▶ [Selected extract]:
────────────────
This article was published 27/04/2024 (678 days ago), so information in it may no longer be current.
First and foremost, our condolences to the family and friends of Preston Heinbigner, a Winnipeg firefighter who died earlier this month at the age of 40.
Friends and family have said Heinbigner had struggled with the trauma he had seen while responding to calls on the job, and took his own life.
Heinbigner, sadly, is far from alone. The fallout for emergency services workers is real, even if there aren’t obvious physical injuries.
GOFUNDME
Winnipeg Fire Paramedic Service member Preston Heinbigner, his wife Shayda, and their son Oslo.
For all first responders, there are risks. And not just the ordinary risks of dangerous work environments and dangerous situations — there is also the very real toll that witnessing others’ pain and suffering can cause. Officially, it gets the long diagnostic name of post-traumatic stress disorder.
It’s a complex matter of experiencing too much and being unable to process it all safely. Damage can be cumulative, or the result of specific experiences.
There are elements of PTSD that can be almost surreal.
While you’re asleep — if you sleep — startlingly realistic dreams that take you back deep into past horrors, or invent completely new ones out of fragments of other memories. Dreams that repeat themselves, day after day, and shock you awake every single time.
While you’re awake, feelings of anger, failure and betrayal. Maybe you start to preplan every aspect of your daily life, just so that you’ll be ready if something happens.
Loneliness and anger, as you watch while the world goes on around you, a world blissfully ignorant of what you’ve seen and felt and still live with. That you will live with for months, for years, for always.
Sometimes, there’s a strange addiction to the adrenalin of what you do, so much so that you don’t want to admit that you’re having issues because your employer might pull you off the job. It’s a paradox that you can still love a job that’s actually trying to kill you.
For years, first responders were told to just tough it out. Break an arm, and the cast you’ll end up wearing will tell everyone you’re injured. Break your brain, and the injury can be virtually invisible to the people around you. You may be depressed — you may be overly quiet. You may turn to drugs or alcohol to try and dull the intruding noises down. You may not be able to cope with even the simplest complications of family life.
But the symptoms can be less than obvious. You may just seem withdrawn, or lean into routine as if it’s critically important — and to you, it is.
It is a truly kaleidoscopic hell.
There isn’t a magic solution. There are treatments, with different individual levels of success. Counselling, of course, cognitive behavioural therapy, cognitive processing therapy, eye movement desensitization therapy (known as EMDR) and some drug therapies as well.
But you have to get help to first responders when they need it, and they can be their own worst enemies.
The provincial government has taken the step of announcing it would hire three counsellors to work with police, firefighters and paramedics, putting forward the idea of regular mental health checks with first responders.
That is a good idea: normalizing regular contact with mental health professionals could take away some of the stigma of admitting to having problems, and building mental health protections into the job will help normalize the fact that no one can simply tough it out.
But it is only a start.
We ask so much from first responders that we have to do a better job of protecting them.
Preston Heinbigner has reminded us that we’re not doing enough.
────────────────
▶ [Records]:
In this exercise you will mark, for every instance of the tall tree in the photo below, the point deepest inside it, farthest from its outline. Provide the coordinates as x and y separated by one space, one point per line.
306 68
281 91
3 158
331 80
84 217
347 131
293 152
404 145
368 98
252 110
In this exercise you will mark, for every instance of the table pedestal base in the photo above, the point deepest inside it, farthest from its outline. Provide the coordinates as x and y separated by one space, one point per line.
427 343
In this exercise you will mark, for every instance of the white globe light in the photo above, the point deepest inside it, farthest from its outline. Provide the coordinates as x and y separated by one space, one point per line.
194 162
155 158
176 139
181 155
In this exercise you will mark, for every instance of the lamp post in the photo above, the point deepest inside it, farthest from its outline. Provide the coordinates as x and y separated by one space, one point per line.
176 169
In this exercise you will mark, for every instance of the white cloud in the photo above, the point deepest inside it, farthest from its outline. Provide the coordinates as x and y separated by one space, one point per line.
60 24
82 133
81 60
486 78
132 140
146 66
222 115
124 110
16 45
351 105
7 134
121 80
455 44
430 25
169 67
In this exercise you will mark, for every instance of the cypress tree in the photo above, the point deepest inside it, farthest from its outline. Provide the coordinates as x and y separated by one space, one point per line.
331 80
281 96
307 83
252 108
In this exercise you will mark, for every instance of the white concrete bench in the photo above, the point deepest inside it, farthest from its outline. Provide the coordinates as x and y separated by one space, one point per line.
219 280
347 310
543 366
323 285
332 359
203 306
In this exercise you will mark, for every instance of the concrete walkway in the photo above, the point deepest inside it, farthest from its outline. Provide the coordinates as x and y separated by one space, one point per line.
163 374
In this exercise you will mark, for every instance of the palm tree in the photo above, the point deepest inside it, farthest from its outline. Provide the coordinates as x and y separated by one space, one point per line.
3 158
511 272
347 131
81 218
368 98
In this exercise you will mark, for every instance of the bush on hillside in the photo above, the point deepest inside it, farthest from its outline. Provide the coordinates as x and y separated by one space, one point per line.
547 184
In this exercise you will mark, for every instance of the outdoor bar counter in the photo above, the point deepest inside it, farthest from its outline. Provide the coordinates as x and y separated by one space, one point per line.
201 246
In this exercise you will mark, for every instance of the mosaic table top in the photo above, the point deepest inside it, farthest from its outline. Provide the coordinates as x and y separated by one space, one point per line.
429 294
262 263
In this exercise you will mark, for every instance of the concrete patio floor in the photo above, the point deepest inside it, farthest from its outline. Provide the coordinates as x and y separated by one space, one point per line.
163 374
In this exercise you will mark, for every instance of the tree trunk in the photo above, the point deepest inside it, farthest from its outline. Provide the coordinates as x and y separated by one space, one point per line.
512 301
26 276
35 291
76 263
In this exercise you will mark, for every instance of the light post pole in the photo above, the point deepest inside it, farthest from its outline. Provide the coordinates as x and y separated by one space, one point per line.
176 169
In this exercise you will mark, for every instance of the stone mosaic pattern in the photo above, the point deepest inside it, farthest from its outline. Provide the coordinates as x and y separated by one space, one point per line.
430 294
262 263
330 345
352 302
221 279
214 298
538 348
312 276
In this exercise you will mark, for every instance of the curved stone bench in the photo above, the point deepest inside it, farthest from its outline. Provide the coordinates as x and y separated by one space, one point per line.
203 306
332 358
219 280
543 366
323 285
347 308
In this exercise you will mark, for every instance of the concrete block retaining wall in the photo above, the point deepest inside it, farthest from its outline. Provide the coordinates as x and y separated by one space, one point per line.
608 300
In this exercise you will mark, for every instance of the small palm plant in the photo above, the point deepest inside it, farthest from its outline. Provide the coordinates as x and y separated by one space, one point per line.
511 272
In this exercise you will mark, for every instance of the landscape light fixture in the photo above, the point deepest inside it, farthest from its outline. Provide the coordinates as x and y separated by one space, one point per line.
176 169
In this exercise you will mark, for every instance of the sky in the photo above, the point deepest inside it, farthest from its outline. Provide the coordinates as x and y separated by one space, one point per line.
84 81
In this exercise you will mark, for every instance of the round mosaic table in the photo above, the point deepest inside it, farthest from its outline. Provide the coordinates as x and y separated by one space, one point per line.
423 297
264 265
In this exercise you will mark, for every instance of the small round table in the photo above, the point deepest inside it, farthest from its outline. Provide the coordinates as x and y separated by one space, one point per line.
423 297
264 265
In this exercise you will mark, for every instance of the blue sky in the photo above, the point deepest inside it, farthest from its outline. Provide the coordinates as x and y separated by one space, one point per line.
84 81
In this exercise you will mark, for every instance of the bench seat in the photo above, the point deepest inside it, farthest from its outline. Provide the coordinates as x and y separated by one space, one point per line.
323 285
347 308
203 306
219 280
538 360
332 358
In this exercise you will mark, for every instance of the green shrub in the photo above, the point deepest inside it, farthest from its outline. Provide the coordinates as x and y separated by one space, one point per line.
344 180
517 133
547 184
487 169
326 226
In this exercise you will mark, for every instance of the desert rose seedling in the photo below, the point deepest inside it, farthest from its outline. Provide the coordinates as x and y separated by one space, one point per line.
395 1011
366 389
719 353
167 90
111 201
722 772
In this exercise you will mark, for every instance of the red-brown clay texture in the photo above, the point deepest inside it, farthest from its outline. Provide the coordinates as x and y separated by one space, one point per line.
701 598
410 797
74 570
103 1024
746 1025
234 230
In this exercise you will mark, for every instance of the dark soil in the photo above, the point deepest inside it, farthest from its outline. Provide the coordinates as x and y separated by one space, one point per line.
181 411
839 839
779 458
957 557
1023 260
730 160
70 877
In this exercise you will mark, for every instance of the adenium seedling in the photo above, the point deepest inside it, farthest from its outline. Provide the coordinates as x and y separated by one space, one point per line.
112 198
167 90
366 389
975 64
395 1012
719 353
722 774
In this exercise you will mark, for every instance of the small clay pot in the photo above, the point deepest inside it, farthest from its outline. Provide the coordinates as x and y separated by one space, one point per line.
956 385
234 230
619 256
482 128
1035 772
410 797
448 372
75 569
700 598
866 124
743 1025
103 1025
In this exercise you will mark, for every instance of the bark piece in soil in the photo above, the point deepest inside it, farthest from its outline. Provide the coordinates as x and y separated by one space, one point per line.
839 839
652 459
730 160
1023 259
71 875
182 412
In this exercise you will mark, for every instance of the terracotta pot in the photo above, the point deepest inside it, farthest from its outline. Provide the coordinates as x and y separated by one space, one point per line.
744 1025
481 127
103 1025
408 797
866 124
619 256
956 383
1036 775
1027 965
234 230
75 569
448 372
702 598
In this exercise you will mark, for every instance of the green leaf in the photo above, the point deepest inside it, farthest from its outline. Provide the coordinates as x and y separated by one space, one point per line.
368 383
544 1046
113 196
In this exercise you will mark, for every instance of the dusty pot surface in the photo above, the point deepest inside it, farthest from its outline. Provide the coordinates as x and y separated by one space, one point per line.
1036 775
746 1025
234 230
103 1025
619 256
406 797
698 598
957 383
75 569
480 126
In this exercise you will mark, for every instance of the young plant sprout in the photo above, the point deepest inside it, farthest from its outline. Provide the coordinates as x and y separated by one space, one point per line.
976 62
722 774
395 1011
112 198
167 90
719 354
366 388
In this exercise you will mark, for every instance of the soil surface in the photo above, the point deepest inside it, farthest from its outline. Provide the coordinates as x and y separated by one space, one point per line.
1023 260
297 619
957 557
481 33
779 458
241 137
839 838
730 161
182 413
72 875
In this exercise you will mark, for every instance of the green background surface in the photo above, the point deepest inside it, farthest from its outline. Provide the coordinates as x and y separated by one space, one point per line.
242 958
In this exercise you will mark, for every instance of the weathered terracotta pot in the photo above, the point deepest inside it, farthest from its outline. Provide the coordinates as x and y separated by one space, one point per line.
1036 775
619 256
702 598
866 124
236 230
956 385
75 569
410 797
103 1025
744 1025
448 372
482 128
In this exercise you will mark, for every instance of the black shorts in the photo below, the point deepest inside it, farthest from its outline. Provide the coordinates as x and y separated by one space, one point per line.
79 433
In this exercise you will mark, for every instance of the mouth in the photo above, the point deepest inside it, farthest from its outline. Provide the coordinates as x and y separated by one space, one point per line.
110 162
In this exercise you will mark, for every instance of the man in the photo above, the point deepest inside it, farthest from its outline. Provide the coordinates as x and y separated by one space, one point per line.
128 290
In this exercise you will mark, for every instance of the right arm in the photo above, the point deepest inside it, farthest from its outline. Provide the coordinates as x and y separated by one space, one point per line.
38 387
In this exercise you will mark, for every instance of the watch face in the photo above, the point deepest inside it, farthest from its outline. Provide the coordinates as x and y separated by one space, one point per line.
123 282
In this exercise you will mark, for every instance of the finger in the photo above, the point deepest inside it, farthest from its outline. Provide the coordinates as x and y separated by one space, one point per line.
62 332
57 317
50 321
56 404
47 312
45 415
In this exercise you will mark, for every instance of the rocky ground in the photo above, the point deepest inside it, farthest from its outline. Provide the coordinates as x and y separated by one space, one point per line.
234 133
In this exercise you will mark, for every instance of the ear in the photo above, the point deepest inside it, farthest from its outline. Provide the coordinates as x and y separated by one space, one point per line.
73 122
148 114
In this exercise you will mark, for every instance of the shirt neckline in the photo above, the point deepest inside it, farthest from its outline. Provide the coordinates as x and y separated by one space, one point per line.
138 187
────────────────
▶ [Work task A]: Copy from the editorial on first responders and PTSD the passage that opens with the words containing "It’s a complex" and closes with "be almost surreal.".
▶ [Work task B]: Based on the editorial on first responders and PTSD, mark each statement yes or no, and quote the words that decide it: (i) The provincial government announced it would hire three counsellors for police, firefighters and paramedics. (ii) Preston Heinbigner was 45 when he died. (iii) The editorial says there is a magic solution for PTSD.

▶ [Response A]:
It’s a complex matter of experiencing too much and being unable to process it all safely. Damage can be cumulative, or the result of specific experiences.
There are elements of PTSD that can be almost surreal.

▶ [Response B]:
(i) Yes: "announcing it would hire three counsellors to work with police, firefighters and paramedics"
(ii) No: "died earlier this month at the age of 40"
(iii) No: "There isn’t a magic solution."